### Prompt
From the listing below, extract every line in which the word "player" appears.
-------- Supplied records
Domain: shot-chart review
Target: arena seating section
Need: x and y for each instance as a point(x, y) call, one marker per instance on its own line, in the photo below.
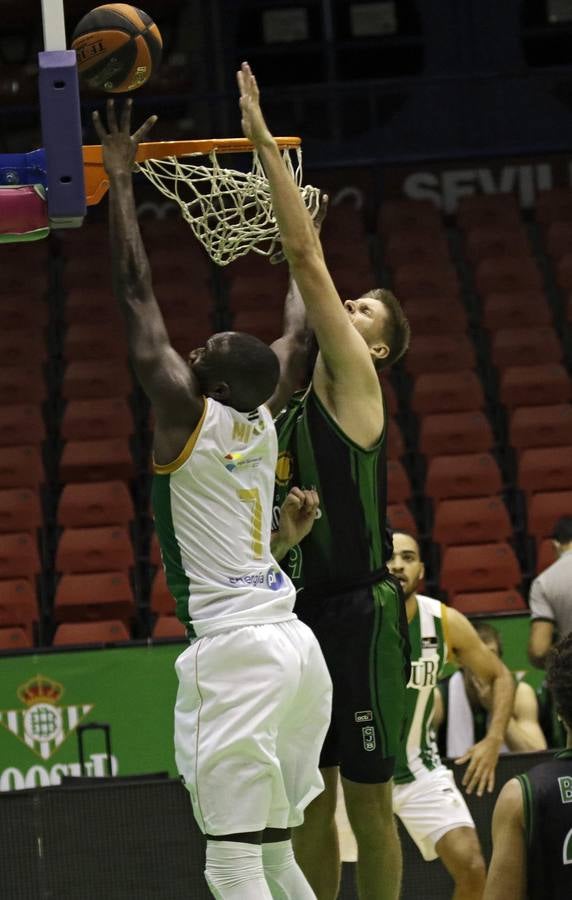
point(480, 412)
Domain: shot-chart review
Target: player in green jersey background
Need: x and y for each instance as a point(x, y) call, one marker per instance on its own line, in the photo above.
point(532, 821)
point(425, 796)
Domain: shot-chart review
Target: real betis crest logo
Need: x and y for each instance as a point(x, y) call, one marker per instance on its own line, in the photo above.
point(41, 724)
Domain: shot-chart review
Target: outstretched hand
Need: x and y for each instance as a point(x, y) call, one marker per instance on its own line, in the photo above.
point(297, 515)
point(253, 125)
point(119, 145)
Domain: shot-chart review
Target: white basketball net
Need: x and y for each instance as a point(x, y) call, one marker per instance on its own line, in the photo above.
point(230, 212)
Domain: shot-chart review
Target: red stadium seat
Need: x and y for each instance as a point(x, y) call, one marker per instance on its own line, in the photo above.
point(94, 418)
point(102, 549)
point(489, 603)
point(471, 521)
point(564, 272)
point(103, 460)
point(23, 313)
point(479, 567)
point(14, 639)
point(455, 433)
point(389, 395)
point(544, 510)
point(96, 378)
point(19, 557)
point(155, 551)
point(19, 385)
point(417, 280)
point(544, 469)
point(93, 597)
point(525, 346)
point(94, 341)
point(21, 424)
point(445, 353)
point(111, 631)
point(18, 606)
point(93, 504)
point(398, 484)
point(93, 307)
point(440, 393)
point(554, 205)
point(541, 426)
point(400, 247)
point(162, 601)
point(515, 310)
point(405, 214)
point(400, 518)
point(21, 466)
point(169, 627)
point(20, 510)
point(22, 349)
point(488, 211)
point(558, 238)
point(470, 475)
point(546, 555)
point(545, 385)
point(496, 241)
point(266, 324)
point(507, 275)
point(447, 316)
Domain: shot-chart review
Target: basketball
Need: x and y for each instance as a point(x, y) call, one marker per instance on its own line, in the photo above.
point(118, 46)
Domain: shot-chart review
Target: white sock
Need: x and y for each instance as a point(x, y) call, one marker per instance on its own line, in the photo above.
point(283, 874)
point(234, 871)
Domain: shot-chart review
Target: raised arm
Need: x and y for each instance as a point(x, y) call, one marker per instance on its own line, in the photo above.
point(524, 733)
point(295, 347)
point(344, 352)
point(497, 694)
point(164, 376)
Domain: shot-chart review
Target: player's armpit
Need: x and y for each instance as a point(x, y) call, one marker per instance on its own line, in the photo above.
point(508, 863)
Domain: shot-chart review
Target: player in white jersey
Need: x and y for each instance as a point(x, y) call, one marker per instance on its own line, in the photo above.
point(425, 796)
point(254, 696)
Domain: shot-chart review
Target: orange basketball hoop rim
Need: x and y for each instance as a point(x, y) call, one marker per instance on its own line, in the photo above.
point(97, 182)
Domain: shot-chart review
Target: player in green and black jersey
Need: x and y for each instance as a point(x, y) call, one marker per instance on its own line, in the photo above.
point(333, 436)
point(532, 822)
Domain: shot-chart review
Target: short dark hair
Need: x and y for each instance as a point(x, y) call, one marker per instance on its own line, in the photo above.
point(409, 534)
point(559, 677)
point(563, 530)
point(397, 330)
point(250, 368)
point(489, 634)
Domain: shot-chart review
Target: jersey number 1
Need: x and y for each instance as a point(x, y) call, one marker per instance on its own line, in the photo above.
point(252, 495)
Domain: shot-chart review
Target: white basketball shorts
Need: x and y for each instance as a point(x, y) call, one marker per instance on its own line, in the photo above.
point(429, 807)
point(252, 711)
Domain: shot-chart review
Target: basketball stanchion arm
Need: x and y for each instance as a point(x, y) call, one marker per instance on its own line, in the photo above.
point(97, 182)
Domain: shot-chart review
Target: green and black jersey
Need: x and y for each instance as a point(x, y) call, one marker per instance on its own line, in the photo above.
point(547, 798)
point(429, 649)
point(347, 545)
----------------
-------- Supplied records
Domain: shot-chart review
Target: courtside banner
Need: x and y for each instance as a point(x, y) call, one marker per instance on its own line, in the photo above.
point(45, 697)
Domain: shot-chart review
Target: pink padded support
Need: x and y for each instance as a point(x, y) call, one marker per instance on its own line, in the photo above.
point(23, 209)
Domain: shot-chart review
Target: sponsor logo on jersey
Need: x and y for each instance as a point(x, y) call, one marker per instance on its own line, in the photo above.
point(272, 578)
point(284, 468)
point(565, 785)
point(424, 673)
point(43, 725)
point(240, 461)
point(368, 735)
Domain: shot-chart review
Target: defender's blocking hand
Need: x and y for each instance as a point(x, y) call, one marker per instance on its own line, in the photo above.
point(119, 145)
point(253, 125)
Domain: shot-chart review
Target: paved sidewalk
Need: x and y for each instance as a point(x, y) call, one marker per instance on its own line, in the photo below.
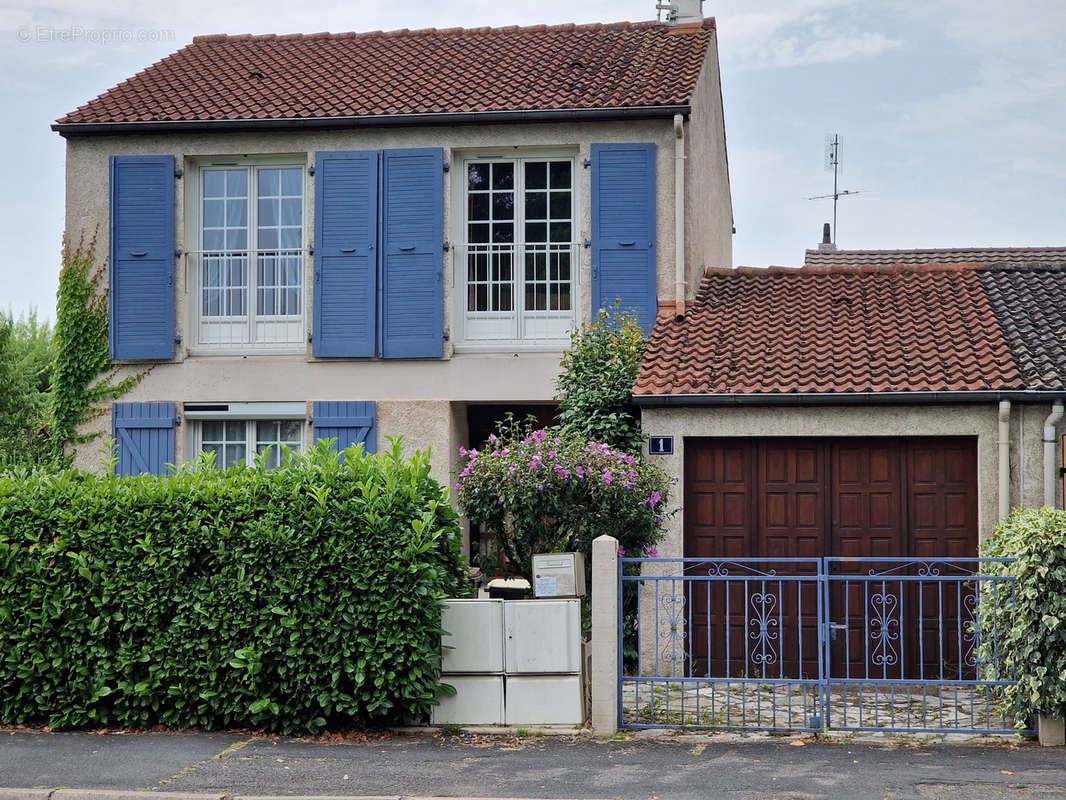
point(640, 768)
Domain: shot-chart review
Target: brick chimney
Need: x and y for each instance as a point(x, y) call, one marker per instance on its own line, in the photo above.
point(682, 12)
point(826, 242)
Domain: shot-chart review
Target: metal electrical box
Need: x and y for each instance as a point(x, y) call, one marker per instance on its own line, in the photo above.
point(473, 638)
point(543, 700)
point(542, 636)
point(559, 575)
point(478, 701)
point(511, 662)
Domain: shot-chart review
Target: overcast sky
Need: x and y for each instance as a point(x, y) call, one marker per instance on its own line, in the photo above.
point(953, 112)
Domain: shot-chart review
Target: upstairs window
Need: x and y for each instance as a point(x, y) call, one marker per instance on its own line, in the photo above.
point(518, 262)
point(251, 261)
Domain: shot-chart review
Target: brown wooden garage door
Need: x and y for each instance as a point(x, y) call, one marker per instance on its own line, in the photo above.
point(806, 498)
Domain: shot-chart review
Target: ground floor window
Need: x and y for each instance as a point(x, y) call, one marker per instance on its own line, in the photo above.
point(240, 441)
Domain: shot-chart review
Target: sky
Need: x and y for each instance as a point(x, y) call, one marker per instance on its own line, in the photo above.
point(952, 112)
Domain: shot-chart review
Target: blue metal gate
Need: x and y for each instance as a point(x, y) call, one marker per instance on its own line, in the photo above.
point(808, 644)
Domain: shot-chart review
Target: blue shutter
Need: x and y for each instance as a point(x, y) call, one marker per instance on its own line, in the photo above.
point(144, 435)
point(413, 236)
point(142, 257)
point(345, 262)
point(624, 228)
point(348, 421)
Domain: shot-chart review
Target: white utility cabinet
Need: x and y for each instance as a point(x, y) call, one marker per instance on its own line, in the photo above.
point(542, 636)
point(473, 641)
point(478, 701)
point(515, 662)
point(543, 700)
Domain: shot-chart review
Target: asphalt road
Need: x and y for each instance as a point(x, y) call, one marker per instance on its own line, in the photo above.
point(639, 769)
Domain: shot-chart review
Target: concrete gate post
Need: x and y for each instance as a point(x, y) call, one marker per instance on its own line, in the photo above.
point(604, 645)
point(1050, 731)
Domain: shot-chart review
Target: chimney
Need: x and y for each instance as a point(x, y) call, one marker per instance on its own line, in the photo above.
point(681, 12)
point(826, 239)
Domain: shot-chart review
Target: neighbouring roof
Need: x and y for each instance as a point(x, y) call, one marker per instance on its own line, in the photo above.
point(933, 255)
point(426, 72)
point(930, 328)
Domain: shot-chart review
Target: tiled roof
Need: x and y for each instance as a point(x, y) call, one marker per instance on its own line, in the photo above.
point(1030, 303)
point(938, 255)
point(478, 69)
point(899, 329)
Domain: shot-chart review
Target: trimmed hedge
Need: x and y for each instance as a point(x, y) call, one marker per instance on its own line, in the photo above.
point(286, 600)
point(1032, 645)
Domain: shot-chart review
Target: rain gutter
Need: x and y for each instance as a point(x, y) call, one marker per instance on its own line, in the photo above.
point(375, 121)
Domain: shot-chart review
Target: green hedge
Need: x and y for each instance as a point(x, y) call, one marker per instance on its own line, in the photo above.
----------------
### Exercise response
Target: player in green jersey background
Target: player's armpit
Target: player in white jersey
Target: player in green and black jersey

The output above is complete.